#### Exercise description
Your task is to write out exactly the lines from the line containing "the brown winter" through the end of the records, inclusive at both ends.

Raw records
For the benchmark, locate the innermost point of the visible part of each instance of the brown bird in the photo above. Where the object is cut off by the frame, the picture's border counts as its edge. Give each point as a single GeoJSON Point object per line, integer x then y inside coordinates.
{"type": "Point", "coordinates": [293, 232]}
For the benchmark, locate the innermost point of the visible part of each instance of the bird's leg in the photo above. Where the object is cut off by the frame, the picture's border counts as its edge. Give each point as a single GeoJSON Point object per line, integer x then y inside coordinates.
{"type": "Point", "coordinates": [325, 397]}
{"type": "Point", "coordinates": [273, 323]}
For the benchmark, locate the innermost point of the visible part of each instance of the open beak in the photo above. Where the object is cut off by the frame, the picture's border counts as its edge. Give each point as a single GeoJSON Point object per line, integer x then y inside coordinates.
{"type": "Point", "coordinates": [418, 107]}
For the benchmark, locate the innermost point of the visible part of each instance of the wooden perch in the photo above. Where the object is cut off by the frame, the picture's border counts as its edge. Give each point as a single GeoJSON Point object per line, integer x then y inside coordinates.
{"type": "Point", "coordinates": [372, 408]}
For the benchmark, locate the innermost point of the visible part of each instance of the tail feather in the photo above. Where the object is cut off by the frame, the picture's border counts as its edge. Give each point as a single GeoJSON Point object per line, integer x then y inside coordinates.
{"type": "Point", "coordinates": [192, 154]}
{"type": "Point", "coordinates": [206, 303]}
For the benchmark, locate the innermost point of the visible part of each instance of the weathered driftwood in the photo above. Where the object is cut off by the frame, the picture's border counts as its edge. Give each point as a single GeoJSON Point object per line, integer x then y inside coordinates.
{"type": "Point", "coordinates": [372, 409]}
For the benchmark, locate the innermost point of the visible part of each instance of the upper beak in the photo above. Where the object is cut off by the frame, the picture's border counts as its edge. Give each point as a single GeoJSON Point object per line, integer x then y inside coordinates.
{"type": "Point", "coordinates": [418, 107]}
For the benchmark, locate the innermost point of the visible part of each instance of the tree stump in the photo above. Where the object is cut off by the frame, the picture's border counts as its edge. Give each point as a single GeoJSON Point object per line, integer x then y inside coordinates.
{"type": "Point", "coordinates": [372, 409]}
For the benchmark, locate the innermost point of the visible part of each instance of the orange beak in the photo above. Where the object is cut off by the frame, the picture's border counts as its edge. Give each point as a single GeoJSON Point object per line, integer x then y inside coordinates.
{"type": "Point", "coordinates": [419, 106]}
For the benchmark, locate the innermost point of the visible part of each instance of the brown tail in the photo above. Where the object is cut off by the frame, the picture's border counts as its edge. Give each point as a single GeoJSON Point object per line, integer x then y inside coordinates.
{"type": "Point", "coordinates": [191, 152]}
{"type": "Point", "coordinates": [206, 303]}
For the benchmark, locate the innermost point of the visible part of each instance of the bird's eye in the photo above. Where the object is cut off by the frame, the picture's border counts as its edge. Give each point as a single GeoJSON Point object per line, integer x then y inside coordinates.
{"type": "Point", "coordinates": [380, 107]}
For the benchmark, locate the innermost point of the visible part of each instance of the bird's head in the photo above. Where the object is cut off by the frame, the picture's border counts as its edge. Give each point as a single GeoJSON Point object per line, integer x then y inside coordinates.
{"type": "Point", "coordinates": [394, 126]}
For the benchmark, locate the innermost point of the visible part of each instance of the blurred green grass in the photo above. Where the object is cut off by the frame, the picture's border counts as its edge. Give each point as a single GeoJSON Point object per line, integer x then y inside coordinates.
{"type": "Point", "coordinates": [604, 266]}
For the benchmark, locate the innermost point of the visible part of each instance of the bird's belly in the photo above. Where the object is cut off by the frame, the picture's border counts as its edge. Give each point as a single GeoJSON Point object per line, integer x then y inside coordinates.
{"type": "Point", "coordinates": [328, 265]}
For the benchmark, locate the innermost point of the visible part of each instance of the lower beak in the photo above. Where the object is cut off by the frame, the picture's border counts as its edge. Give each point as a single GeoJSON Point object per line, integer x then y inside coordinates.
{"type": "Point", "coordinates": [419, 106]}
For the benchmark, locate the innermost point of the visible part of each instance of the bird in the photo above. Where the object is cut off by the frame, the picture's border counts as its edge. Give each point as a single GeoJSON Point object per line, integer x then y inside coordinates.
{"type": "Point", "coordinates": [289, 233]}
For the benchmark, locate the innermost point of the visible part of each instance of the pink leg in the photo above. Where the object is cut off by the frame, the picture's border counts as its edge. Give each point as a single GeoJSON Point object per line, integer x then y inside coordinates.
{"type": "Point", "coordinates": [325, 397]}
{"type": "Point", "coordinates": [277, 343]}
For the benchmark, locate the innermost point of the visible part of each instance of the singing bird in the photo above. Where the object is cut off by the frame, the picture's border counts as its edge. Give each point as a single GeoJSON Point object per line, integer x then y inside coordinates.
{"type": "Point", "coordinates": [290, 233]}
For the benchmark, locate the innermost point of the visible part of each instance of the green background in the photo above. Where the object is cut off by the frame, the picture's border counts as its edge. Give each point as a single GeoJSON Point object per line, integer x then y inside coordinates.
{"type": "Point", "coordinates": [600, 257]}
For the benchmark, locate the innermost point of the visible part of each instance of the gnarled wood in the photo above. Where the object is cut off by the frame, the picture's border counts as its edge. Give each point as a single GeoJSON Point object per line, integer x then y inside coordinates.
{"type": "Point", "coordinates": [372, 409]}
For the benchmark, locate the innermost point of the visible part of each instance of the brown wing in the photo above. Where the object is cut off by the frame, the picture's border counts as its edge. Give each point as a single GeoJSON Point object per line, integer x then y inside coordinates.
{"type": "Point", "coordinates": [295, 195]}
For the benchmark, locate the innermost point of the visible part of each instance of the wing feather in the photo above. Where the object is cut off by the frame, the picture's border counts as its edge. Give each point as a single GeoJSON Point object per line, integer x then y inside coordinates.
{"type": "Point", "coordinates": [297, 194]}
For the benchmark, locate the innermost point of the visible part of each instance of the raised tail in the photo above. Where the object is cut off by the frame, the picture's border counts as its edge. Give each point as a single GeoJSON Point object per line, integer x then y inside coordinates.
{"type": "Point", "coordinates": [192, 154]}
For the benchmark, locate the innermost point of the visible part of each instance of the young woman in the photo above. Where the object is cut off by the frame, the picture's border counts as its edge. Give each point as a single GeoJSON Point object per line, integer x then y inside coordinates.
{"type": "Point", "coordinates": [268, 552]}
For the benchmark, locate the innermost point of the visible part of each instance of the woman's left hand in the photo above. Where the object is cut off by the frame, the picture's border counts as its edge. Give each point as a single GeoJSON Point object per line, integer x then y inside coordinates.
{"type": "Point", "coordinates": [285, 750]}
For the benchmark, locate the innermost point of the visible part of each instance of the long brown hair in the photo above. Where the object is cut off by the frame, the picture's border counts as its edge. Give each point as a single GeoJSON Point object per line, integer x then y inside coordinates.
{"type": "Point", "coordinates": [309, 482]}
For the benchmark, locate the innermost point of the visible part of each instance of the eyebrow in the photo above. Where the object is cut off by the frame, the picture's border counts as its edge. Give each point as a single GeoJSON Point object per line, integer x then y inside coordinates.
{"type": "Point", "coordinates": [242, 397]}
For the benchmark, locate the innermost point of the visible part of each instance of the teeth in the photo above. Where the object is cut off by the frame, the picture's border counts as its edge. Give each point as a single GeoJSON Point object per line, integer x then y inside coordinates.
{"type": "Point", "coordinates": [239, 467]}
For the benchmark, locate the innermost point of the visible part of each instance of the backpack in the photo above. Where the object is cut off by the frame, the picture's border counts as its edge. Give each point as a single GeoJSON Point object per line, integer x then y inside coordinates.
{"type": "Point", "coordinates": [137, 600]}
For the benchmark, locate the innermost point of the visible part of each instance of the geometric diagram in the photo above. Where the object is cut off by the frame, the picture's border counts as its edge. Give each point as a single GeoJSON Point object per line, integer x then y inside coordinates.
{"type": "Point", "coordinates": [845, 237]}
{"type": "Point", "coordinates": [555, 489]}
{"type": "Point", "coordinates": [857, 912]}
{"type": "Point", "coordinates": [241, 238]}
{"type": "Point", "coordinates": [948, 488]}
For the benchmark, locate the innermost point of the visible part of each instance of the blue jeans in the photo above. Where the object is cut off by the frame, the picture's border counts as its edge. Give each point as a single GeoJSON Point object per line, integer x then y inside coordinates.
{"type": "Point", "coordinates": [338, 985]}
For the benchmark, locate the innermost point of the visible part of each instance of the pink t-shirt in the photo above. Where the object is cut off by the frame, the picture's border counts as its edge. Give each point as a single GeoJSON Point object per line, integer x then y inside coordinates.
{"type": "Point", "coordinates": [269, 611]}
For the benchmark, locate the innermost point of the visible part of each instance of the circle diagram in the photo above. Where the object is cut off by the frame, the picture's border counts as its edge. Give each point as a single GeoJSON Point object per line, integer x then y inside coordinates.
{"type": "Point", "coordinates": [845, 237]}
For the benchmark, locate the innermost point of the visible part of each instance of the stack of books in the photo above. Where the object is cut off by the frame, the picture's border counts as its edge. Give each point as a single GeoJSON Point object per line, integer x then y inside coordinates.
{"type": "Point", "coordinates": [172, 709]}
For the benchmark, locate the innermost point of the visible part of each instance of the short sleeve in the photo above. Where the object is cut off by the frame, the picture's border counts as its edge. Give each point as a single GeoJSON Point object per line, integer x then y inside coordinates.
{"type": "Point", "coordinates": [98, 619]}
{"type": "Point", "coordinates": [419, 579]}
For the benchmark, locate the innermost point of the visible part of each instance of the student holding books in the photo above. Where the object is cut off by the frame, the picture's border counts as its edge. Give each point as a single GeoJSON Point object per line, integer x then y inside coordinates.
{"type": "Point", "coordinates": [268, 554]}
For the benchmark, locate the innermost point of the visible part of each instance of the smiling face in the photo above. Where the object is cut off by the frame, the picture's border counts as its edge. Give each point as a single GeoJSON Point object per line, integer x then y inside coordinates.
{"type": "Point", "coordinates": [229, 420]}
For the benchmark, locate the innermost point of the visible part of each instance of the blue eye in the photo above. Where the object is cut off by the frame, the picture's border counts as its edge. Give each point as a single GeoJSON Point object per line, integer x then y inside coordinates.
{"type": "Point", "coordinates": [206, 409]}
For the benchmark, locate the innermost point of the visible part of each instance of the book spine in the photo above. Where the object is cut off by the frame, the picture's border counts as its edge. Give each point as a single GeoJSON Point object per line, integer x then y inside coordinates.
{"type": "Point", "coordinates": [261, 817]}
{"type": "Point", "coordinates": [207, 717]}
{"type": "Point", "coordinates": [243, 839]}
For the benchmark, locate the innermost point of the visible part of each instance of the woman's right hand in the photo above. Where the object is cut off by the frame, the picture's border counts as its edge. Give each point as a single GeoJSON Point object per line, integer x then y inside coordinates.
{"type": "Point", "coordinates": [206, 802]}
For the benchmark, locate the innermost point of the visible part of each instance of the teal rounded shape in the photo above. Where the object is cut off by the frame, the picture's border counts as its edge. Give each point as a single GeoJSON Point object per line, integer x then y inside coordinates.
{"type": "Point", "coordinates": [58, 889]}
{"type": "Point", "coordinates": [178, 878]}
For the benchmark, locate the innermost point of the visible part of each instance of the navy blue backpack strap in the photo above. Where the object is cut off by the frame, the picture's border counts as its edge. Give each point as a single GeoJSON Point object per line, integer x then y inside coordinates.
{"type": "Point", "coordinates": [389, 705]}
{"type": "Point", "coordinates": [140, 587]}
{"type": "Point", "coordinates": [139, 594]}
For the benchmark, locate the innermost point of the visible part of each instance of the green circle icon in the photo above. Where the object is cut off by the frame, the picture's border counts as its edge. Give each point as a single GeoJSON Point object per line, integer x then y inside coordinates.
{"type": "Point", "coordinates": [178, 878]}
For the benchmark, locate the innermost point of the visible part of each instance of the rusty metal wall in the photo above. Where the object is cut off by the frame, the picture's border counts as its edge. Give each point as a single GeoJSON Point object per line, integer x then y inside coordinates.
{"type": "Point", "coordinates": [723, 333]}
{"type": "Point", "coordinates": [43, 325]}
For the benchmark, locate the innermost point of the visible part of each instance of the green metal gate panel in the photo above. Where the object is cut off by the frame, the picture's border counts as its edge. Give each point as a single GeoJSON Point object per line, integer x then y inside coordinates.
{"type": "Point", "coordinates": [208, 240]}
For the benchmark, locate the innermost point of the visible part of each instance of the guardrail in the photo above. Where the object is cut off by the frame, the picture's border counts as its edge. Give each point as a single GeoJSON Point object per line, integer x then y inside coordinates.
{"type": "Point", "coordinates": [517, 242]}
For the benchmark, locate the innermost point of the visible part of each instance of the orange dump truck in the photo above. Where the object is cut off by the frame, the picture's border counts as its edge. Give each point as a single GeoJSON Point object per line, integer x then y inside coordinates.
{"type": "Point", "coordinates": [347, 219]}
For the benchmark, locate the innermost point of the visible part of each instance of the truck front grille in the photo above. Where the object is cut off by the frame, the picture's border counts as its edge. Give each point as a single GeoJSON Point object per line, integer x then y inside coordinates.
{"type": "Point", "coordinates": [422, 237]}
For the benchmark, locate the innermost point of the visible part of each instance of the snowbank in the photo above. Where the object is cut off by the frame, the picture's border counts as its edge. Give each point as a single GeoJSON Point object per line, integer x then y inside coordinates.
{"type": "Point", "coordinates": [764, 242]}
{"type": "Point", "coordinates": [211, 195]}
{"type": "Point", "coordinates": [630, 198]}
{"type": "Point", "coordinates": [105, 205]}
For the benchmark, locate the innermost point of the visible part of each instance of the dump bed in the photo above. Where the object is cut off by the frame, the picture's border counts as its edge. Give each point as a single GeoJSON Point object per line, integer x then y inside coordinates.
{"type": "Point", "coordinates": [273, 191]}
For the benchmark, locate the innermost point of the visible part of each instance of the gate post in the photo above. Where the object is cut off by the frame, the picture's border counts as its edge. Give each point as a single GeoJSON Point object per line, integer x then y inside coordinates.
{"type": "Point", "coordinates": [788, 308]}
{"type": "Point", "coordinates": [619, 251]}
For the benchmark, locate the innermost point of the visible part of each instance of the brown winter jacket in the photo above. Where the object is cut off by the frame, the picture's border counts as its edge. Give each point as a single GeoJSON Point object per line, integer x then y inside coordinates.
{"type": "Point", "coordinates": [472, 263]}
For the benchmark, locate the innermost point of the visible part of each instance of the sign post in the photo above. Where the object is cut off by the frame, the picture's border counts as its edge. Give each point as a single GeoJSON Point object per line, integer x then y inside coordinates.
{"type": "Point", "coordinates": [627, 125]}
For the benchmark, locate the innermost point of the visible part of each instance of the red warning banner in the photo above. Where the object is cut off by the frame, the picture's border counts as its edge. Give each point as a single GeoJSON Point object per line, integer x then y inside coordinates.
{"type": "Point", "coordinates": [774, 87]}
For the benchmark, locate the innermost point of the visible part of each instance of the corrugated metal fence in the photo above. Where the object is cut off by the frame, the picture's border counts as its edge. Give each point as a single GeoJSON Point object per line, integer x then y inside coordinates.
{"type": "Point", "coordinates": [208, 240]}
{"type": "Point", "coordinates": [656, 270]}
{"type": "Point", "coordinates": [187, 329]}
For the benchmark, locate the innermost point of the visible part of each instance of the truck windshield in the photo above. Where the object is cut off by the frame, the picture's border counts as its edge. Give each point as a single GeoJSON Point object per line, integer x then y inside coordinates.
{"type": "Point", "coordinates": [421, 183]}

#### Written answer
For the benchmark, locate the innermost point of the visible part of each instance of the brown winter jacket in the photo above. Where the object is cut off by the frame, the picture's border counts as its edge. Give each point as a single GeoJSON Point object per line, integer x then y inside coordinates.
{"type": "Point", "coordinates": [472, 263]}
For the benchmark, locate the innermost point of the visible part of each instance of the sign post in the photo above. Where the object is cut off by the frame, the picture's border counts as its edge. Give each point as a single GeoJSON Point object per line, integer x then y inside coordinates.
{"type": "Point", "coordinates": [627, 125]}
For the benchmark, locate the innermost point of the visible part of each instance of the red warning banner in the photo above. Where the object is cut off by the frame, the picture's border counts as its edge. Give each point as a single GeoJSON Point object per line, integer x then y inside coordinates.
{"type": "Point", "coordinates": [774, 87]}
For the benchmark, locate the innermost point of the visible part of each instance of the corrugated metal fence in the photo above. Where the object is cut off by the frame, the picture's border counts as its edge. Give each point as a single GeoJSON Point object per line, integer x then y inside coordinates.
{"type": "Point", "coordinates": [208, 240]}
{"type": "Point", "coordinates": [656, 270]}
{"type": "Point", "coordinates": [187, 329]}
For the benchmark, locate the innermost point of the visible part of each instance of the truck windshield in the photo above. Where the object is cut off by the frame, the picture's border counts as its edge. Give each point as a single GeoJSON Point object per line, integer x then y inside coordinates.
{"type": "Point", "coordinates": [421, 183]}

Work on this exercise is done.